* **DIRECTIONS**:
Retype every item below word for word, leaving out the pictures.

-*-

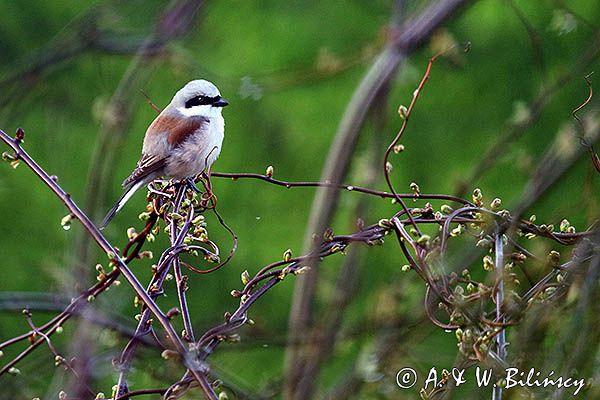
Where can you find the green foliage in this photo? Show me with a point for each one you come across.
(306, 59)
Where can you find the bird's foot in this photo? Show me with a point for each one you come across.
(192, 186)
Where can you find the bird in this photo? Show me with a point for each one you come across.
(182, 141)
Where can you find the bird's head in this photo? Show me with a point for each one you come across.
(199, 98)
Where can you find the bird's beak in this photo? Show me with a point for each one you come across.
(220, 103)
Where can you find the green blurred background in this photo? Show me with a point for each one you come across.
(288, 69)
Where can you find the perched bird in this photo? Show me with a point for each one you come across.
(184, 140)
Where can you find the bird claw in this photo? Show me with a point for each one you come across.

-*-

* **TASK RESPONSE**:
Where can you find the green foliage in this photo? Show me with a point for each one you come across.
(306, 59)
Where can you find the bird's foot in this photo? Show me with a point for each one you come across.
(192, 186)
Where can you find the bird in this photo? Show me with a point for each one you come across.
(182, 141)
Where can you find the bird's head in this photo? Show me with a point for each one you come across.
(199, 98)
Where can you find the bird's beak in this photo? Show me with a point for each one you come across.
(220, 103)
Where can you find the green blurred background in this photo? Show me with a point for each one you come across.
(288, 69)
Where can you find the perched bird in this photo? Show me with a point for each one you come across.
(184, 140)
Where can you find the bird claw in this photo? Show me with a point for each one you come across.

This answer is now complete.